TASK ITEM:
Make a verbatim transcription of the records, without the pictures.

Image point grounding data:
------------------------------------------------------------

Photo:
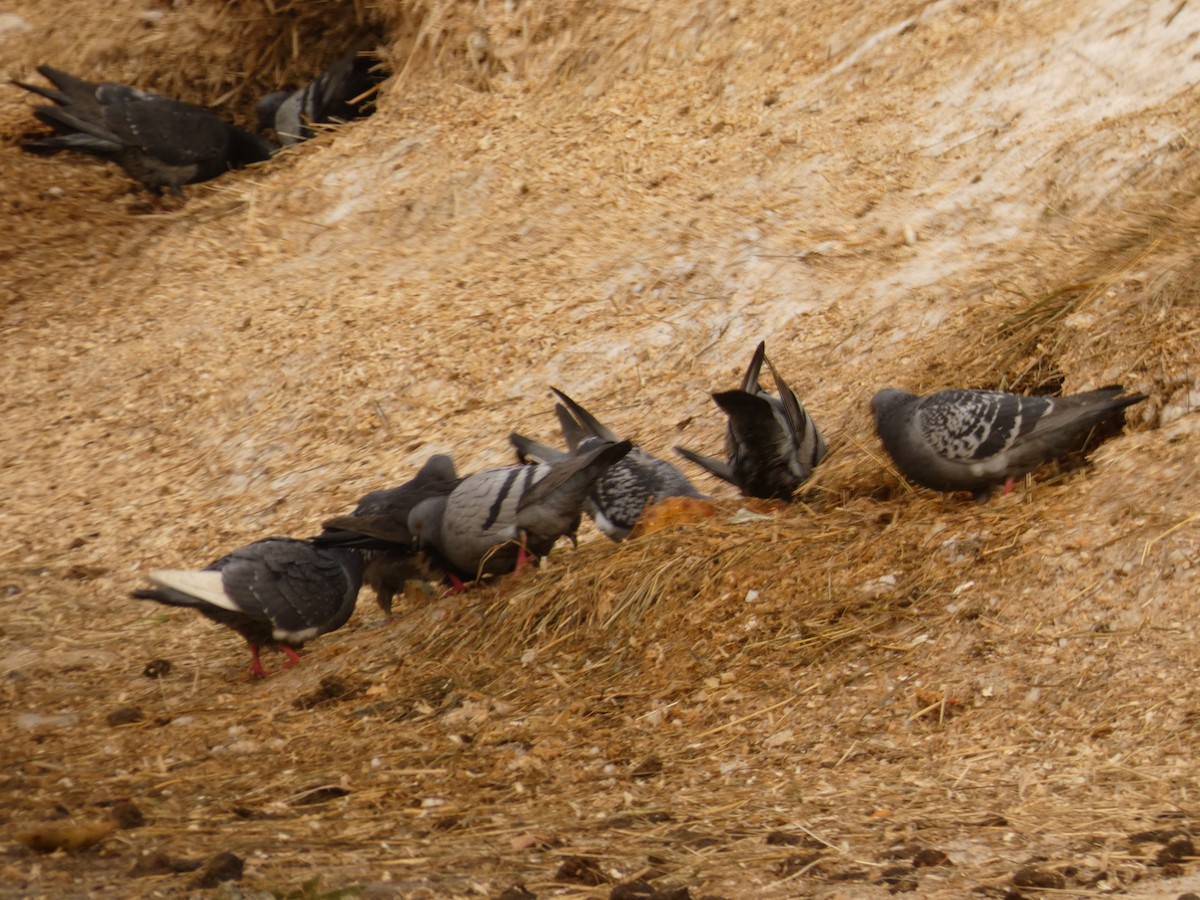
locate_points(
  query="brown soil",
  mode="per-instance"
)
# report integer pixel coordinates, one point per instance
(870, 691)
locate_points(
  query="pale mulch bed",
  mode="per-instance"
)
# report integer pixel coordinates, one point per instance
(634, 201)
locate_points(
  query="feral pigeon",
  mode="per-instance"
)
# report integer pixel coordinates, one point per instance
(972, 441)
(771, 443)
(279, 592)
(342, 93)
(162, 143)
(489, 522)
(623, 491)
(391, 563)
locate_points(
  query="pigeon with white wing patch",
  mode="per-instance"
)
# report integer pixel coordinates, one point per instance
(973, 439)
(279, 592)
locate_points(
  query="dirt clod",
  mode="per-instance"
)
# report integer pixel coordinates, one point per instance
(222, 867)
(1033, 877)
(125, 715)
(581, 870)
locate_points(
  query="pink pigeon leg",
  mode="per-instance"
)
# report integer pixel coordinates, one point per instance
(293, 657)
(522, 557)
(256, 666)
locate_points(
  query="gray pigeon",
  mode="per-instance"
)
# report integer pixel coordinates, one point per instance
(771, 443)
(491, 521)
(345, 91)
(622, 492)
(973, 441)
(162, 143)
(391, 563)
(279, 592)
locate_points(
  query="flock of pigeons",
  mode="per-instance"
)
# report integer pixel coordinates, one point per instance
(166, 143)
(282, 592)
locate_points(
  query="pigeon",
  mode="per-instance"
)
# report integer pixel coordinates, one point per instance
(623, 491)
(162, 143)
(342, 93)
(973, 441)
(771, 443)
(491, 521)
(390, 564)
(277, 592)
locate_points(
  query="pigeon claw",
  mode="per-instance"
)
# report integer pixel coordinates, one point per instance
(293, 657)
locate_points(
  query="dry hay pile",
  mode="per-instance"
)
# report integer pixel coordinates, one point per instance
(873, 690)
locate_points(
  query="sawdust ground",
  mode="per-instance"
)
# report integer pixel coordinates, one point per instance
(810, 702)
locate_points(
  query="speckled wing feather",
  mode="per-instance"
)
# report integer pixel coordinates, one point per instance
(973, 441)
(977, 425)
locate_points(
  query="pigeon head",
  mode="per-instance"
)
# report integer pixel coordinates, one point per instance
(267, 107)
(425, 520)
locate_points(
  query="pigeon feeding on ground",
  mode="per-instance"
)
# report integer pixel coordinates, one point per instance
(490, 522)
(162, 143)
(619, 495)
(345, 91)
(390, 564)
(973, 441)
(771, 443)
(279, 592)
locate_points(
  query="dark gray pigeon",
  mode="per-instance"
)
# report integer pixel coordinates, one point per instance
(162, 143)
(771, 443)
(391, 563)
(495, 517)
(622, 492)
(973, 441)
(279, 592)
(345, 91)
(490, 522)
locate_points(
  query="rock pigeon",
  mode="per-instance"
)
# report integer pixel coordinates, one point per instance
(162, 143)
(345, 91)
(622, 492)
(771, 443)
(973, 441)
(391, 563)
(490, 521)
(279, 592)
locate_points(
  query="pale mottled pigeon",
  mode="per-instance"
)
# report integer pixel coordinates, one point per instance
(619, 495)
(345, 91)
(973, 441)
(162, 143)
(495, 517)
(771, 443)
(394, 562)
(279, 592)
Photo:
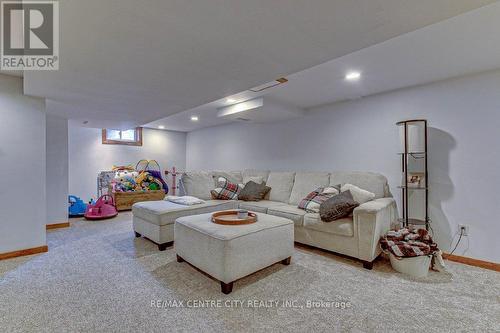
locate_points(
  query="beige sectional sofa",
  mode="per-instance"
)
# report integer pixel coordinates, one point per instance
(356, 236)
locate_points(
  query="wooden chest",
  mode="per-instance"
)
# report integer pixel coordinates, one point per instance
(125, 200)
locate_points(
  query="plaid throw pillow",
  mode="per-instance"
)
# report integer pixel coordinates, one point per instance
(227, 190)
(314, 199)
(337, 207)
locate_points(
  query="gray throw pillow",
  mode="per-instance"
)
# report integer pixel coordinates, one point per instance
(337, 207)
(253, 192)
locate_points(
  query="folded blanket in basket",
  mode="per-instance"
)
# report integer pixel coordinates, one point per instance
(408, 243)
(185, 200)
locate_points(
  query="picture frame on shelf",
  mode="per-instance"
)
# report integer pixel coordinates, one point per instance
(416, 179)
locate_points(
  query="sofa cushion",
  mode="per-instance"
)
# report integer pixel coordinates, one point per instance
(305, 182)
(359, 195)
(314, 199)
(226, 190)
(198, 184)
(259, 206)
(290, 212)
(253, 191)
(281, 184)
(342, 227)
(232, 176)
(373, 182)
(247, 174)
(165, 212)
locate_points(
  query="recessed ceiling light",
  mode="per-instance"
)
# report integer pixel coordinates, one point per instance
(353, 76)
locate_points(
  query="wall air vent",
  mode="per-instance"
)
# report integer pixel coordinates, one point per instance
(268, 85)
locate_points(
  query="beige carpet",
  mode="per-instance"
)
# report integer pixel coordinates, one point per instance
(97, 277)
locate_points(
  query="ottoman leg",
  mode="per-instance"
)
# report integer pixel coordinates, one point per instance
(368, 264)
(163, 247)
(226, 288)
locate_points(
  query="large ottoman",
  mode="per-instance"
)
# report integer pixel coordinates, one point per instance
(229, 253)
(155, 219)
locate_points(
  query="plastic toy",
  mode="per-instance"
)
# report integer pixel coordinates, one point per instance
(76, 206)
(104, 208)
(154, 169)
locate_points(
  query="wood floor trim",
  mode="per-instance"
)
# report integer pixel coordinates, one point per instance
(57, 225)
(25, 252)
(472, 262)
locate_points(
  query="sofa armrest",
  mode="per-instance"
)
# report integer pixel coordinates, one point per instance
(371, 221)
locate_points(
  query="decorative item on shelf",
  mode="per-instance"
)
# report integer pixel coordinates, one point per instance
(414, 172)
(416, 179)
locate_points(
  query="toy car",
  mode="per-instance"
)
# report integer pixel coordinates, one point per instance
(76, 206)
(104, 208)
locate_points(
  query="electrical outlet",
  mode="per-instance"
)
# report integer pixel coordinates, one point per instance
(464, 229)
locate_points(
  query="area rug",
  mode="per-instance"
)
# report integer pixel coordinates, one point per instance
(97, 277)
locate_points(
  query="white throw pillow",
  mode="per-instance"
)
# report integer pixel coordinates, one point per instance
(330, 190)
(256, 179)
(358, 194)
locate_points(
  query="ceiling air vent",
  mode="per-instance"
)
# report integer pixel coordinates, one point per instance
(268, 85)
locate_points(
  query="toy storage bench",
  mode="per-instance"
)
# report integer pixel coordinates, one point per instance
(125, 200)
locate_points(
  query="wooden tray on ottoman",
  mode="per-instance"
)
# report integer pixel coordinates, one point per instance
(125, 200)
(230, 217)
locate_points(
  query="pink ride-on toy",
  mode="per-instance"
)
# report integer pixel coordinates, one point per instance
(104, 208)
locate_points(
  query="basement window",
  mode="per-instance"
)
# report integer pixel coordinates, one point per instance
(130, 137)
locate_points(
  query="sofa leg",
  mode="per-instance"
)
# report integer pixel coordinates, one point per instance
(286, 261)
(163, 247)
(226, 288)
(368, 264)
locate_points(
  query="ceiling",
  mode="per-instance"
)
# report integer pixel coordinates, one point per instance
(126, 63)
(465, 44)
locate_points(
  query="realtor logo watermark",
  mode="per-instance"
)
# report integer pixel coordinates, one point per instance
(30, 35)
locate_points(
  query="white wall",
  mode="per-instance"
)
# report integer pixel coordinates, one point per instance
(22, 166)
(88, 156)
(57, 169)
(464, 161)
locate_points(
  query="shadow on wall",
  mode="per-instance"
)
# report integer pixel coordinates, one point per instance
(441, 186)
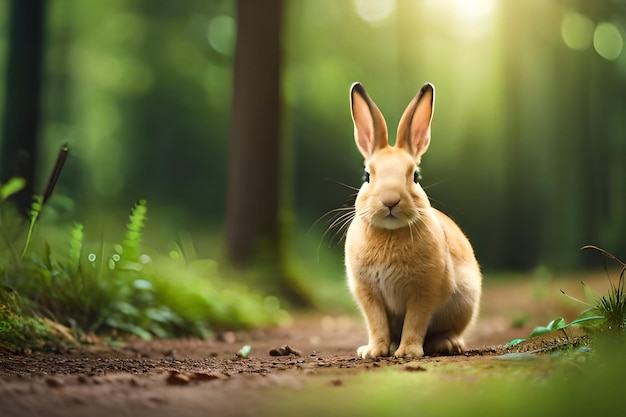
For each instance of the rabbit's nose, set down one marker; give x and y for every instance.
(391, 202)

------------------------------------------------------------

EXPECTED ANSWER:
Photo:
locate_points(
  query="brown soil",
  mode="per-instance"
)
# report integer pixel coordinates, one point per instance
(870, 691)
locate_points(
  query="pale mulch bed",
  mode="per-instance"
)
# report integer pixel coordinates, one point per instance
(634, 201)
locate_points(
  query="feral pigeon",
  mode="per-instance"
)
# report integer pixel coordinates, one point per instance
(972, 441)
(771, 443)
(279, 592)
(342, 93)
(162, 143)
(489, 522)
(623, 491)
(391, 563)
locate_points(
  query="pigeon with white wing patch",
  mode="per-instance"
)
# report integer pixel coordinates, one point per instance
(973, 439)
(279, 592)
locate_points(
  query="dirt clod",
  mode="per-instance"
)
# report integer pixel coordinates, one point per instance
(222, 867)
(1033, 877)
(125, 715)
(581, 870)
locate_points(
  query="pink pigeon leg",
  mode="per-instance"
)
# report integer pixel coordinates, one point per instance
(293, 657)
(522, 557)
(256, 666)
locate_points(
  query="gray pigeon",
  mode="per-instance"
)
# report integer pixel coordinates, one point per instance
(771, 443)
(491, 521)
(345, 91)
(622, 492)
(973, 441)
(162, 143)
(391, 563)
(279, 592)
locate_points(
  query="flock of pigeons",
  mode="per-instance"
)
# report integer pixel coordinates, one point per instance
(166, 143)
(282, 592)
locate_points(
  query="pigeon",
  mode="per-instance"
)
# report integer pixel coordinates, one point per instance
(623, 491)
(162, 143)
(342, 93)
(973, 441)
(771, 443)
(491, 521)
(390, 564)
(277, 592)
locate_points(
  query="pigeon claw",
  mode="per-instance"
)
# report integer pixel coordinates, one point per instance
(293, 657)
locate_points(
  query="dry hay pile",
  mode="per-instance"
)
# report integer pixel coordinates, one point per instance
(873, 690)
locate_points(
  query="sawdust ground",
  mode="per-instance"
)
# report integer pixel coordinates, one point per instance
(810, 702)
locate_points(
  query="speckled wing feather",
  mode="per-instance"
)
# report integer pixel coordinates, one point per instance
(973, 441)
(977, 425)
locate_points(
  query="pigeon head",
  mode="per-instance"
)
# report integer pixel coordinates, one point per instance
(267, 107)
(425, 520)
locate_points(
  query="pigeon feeding on ground",
  mode="per-instance"
)
# report integer pixel coordinates, one point per instance
(490, 522)
(162, 143)
(619, 495)
(345, 91)
(390, 564)
(973, 441)
(771, 443)
(279, 592)
locate_points(
  query="dark gray pigeon",
  mode="per-instance"
)
# report integer pixel coordinates, one point per instance
(162, 143)
(771, 443)
(391, 563)
(495, 517)
(622, 492)
(973, 441)
(279, 592)
(345, 91)
(490, 522)
locate_points(
  query="rock pigeon",
  mode="per-instance"
)
# report integer pixel coordinates, one point per instance
(162, 143)
(345, 91)
(622, 492)
(771, 443)
(973, 441)
(391, 563)
(490, 521)
(279, 592)
locate_points(
  query="pale mottled pigeon",
  mode="per-instance"
)
# report integer pixel coordinates, one point per instance
(619, 495)
(345, 91)
(973, 441)
(162, 143)
(495, 517)
(771, 443)
(394, 562)
(279, 592)
Photo:
locate_points(
  query="beige sectional sofa",
  mode="per-instance"
)
# report integer pixel coordinates, one point per instance
(356, 236)
locate_points(
  query="wooden chest",
  mode="per-instance"
)
# report integer pixel coordinates, one point per instance
(125, 200)
locate_points(
  query="plaid throw pillow",
  mode="per-instance"
)
# report integer pixel coordinates, one point per instance
(227, 190)
(314, 199)
(337, 207)
locate_points(
  query="gray throw pillow",
  mode="per-instance"
)
# report integer pixel coordinates, one point per instance
(337, 207)
(253, 192)
locate_points(
  query="folded blanket in basket",
  mode="per-instance"
)
# report integer pixel coordinates, one point per instance
(408, 243)
(185, 200)
locate_points(
  query="picture frame on shelf",
  mode="per-instance"
)
# report integer pixel coordinates, one point per instance
(416, 179)
locate_points(
  query="sofa cushion",
  mode="per-instance"
)
# report integer pixel coordinates, one point per instance
(305, 182)
(359, 195)
(314, 199)
(226, 190)
(198, 184)
(259, 206)
(290, 212)
(253, 191)
(281, 184)
(342, 227)
(232, 176)
(373, 182)
(247, 174)
(165, 212)
locate_points(
  query="recessed ceiling light",
  mode="per-instance"
)
# report integer pixel coordinates, one point per instance
(353, 76)
locate_points(
  query="wall air vent",
  mode="per-instance"
)
# report integer pixel coordinates, one point per instance
(268, 85)
locate_points(
  query="beige carpet",
  mode="per-instance"
)
# report integer pixel coordinates, one point per instance
(97, 277)
locate_points(
  query="ottoman leg",
  mode="per-instance"
)
# report integer pixel coordinates, one point per instance
(368, 264)
(163, 247)
(226, 288)
locate_points(
  query="large ottoman",
  mode="per-instance"
)
# report integer pixel coordinates, one point per instance
(229, 253)
(155, 219)
locate_points(
  query="plastic toy",
  mode="per-instance"
)
# report integer pixel coordinates, one point per instance
(76, 206)
(104, 208)
(154, 169)
locate_points(
  query="wood floor trim",
  mode="per-instance"
)
# report integer pixel coordinates, one point per instance
(57, 225)
(25, 252)
(472, 262)
locate_points(
  query="sofa armrest",
  mode="per-instance"
)
# report integer pixel coordinates, one point per instance
(371, 221)
locate_points(
  query="decorative item on shelf",
  mode="per-instance"
)
# report integer pixel coordinates, one point per instance
(414, 172)
(416, 179)
locate_points(
  query="toy car",
  mode="per-instance"
)
# report integer pixel coordinates, one point per instance
(76, 206)
(104, 208)
locate_points(
  query="electrical outlet",
  mode="per-instance"
)
# report integer pixel coordinates, one point per instance
(464, 229)
locate_points(
  query="area rug",
  mode="per-instance"
)
# report integer pixel coordinates, one point per instance
(97, 277)
locate_points(
  query="white throw pillow",
  mode="per-instance"
)
# report integer pixel coordinates, one point per instance
(330, 190)
(256, 179)
(358, 194)
locate_points(
  query="ceiling air vent",
  mode="per-instance"
)
# report integer pixel coordinates, one point per instance
(268, 85)
locate_points(
  query="toy storage bench",
  mode="per-instance"
)
# report integer pixel coordinates, one point per instance
(125, 200)
locate_points(
  query="wooden tray on ottoman",
  mode="per-instance"
)
# report integer pixel coordinates, one point per instance
(125, 200)
(230, 217)
locate_points(
  query="pink ride-on toy",
  mode="per-instance"
)
# report integer pixel coordinates, one point per instance
(104, 208)
locate_points(
  query="basement window",
  mode="per-instance"
)
# report integer pixel coordinates, one point per instance
(130, 137)
locate_points(
  query="sofa leg",
  mode="per-instance"
)
# report integer pixel coordinates, one point per instance
(286, 261)
(163, 247)
(226, 288)
(368, 264)
locate_points(
  query="ceiling",
  mode="per-instance"
)
# report integer pixel coordinates, one point per instance
(126, 63)
(465, 44)
locate_points(
  query="realtor logo watermark",
  mode="per-instance"
)
# report integer pixel coordinates, one point per instance
(30, 35)
locate_points(
  query="white wall",
  mode="per-instance"
)
# report integer pixel coordinates, one point per instance
(22, 166)
(88, 156)
(57, 169)
(464, 161)
locate_points(
  query="shadow on wall",
  mode="per-instance"
)
# report integer pixel coordinates, one point per instance
(441, 186)
For each instance of the rabbit's nose, set down one marker; give x and y for every instance.
(391, 202)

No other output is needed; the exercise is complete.